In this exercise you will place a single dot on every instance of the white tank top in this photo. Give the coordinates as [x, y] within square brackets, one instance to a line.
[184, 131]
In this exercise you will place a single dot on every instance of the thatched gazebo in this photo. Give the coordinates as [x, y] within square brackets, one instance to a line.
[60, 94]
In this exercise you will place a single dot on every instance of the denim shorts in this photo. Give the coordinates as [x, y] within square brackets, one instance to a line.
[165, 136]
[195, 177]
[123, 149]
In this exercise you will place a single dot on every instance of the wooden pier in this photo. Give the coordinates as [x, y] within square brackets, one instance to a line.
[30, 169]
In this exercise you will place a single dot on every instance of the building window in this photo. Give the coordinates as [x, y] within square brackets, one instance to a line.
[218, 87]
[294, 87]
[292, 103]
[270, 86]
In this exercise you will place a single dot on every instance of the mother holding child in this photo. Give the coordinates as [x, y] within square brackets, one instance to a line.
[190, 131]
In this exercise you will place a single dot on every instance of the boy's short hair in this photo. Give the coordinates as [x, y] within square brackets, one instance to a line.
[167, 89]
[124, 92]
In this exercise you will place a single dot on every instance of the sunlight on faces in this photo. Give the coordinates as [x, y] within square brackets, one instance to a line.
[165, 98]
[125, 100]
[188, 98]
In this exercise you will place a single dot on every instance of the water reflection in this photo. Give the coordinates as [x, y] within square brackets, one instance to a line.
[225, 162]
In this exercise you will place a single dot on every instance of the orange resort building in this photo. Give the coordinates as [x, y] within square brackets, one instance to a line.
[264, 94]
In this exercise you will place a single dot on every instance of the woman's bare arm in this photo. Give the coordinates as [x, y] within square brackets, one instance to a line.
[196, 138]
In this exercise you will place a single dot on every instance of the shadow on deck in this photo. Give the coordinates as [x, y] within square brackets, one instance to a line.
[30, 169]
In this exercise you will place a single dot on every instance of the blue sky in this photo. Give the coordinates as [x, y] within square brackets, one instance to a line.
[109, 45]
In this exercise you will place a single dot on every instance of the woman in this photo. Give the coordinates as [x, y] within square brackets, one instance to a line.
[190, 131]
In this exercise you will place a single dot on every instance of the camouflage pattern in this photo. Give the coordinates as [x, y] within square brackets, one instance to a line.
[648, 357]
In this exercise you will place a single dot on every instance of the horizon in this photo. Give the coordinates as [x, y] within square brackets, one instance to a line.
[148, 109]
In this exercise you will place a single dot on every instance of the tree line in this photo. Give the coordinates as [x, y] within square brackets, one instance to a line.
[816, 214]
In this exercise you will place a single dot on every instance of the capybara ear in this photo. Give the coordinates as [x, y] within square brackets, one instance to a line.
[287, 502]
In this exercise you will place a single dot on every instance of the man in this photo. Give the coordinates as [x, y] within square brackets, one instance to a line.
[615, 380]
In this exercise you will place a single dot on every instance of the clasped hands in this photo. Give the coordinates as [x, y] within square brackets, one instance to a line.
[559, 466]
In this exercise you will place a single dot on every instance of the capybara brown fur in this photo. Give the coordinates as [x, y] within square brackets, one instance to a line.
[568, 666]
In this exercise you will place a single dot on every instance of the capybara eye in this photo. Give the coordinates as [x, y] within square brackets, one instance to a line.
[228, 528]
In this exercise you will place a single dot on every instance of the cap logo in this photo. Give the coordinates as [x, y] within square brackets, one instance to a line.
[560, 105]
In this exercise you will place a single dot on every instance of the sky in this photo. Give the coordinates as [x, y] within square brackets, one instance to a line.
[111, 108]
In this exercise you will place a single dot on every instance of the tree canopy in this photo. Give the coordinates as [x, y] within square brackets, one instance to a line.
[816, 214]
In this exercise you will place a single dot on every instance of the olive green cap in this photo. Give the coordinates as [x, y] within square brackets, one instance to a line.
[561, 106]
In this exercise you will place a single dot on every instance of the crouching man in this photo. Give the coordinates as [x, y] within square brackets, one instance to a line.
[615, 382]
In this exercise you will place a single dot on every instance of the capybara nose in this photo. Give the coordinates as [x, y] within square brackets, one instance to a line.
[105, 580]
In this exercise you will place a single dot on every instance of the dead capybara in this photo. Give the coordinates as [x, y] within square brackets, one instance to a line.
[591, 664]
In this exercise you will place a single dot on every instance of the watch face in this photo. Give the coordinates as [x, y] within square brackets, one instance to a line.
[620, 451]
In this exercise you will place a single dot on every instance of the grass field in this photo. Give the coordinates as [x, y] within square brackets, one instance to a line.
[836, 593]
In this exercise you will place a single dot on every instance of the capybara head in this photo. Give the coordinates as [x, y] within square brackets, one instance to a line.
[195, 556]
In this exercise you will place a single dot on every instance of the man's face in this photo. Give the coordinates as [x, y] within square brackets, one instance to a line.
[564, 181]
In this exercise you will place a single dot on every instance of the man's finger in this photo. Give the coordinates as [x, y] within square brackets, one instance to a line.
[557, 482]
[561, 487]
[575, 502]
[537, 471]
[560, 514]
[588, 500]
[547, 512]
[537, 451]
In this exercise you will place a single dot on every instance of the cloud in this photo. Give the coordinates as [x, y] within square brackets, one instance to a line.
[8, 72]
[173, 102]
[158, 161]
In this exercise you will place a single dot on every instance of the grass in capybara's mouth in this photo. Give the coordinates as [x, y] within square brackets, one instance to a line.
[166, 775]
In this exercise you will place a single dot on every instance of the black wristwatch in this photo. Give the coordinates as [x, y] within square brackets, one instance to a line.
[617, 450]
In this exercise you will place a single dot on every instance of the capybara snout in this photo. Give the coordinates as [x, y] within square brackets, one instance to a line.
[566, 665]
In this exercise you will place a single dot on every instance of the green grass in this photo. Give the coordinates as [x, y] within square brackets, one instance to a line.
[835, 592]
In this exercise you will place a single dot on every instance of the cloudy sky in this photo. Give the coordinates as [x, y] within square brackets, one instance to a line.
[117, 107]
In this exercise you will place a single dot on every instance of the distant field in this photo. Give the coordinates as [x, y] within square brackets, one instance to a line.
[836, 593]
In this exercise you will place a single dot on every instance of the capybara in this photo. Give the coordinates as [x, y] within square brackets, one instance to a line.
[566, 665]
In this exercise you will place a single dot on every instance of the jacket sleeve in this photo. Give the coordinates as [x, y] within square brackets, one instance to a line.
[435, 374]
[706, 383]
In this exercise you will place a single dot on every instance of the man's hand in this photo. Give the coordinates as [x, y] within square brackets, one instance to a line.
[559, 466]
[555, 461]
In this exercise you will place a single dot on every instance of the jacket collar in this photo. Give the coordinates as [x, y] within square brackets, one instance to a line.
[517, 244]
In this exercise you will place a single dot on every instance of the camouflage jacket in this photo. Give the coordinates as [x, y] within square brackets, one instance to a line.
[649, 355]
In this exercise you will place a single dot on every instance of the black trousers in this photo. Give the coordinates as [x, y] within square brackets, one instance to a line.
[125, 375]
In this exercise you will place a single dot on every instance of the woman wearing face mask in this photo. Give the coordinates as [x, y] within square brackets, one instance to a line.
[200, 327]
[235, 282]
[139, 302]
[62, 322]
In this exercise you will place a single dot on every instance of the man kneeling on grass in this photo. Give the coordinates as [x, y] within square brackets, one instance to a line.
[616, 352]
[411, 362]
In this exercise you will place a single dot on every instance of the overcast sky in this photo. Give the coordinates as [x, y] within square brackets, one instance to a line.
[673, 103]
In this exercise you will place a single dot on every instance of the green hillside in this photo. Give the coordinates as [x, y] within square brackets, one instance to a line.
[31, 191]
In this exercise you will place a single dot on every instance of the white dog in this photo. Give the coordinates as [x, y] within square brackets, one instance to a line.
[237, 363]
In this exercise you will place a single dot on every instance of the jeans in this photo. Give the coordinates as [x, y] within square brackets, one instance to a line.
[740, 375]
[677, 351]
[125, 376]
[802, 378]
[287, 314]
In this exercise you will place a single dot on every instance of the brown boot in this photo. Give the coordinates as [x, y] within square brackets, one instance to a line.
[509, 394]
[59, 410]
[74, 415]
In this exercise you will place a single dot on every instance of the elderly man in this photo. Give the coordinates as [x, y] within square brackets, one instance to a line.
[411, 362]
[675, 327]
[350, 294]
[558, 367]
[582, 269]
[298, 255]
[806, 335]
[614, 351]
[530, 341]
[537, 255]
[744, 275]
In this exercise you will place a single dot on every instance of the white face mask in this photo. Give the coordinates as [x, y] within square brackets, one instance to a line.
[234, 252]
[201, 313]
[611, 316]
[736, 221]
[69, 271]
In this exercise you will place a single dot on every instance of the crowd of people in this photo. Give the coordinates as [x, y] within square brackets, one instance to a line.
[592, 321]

=====

## Do this
The line containing "the woman wearing" marks the start; retype it and each line after it through the end of the records above, exactly.

## Solution
In this exercise you will place a single dot on every instance of the woman wearing face mask in this photo. Give the coordinates as [x, y] within square brackets, one instance to a line.
[200, 327]
[235, 282]
[139, 302]
[62, 322]
In this exercise you will place a single dot on every instance of the man kneeling on grass in this photo. Give the coordinates as [x, y] within square brackets, one instance to a line.
[616, 352]
[411, 362]
In this exercise you will place a single dot on every instance of the overcast sky in this photo. Give the coordinates as [x, y] within square brackets, one instance to a line.
[673, 103]
In this exercise you will place a single dot on every instance of the green hillside in this photo. Give the coordinates as [x, y] within square brackets, one instance to a line.
[31, 191]
In this exercise you will place a single dot on every instance of the white dog in this photo. Give the coordinates as [x, y] within square brackets, one instance to a line.
[237, 363]
In this exercise you will place a single dot on every instance of the jeans in this photo. Give the coordinates as [x, y] within square brackets, one instance to a line.
[740, 375]
[677, 351]
[125, 376]
[802, 378]
[287, 314]
In this exercise you will place a single dot on every instance of the brown boot in this photo. Give the coordinates as [x, y] within square brackets, one instance to a line.
[509, 394]
[59, 410]
[74, 415]
In this exercise you will place a single dot on every instance of the elderly man in this photo. Give the coordinates as [x, y] within square brackets, one instance to a line.
[411, 362]
[675, 327]
[350, 294]
[558, 367]
[582, 269]
[298, 255]
[806, 335]
[614, 351]
[530, 341]
[537, 255]
[744, 275]
In this exercise you will place a single dot on every instance of the white face mask in this photo. Give the coordinates as [x, y] within square brackets, one instance to a line.
[234, 252]
[201, 313]
[611, 316]
[736, 221]
[69, 271]
In this exercise you will place a single dot on every instance of the crowd of people in this photo. Give the coordinates as [x, y] within square brackets, one instance to a line.
[592, 321]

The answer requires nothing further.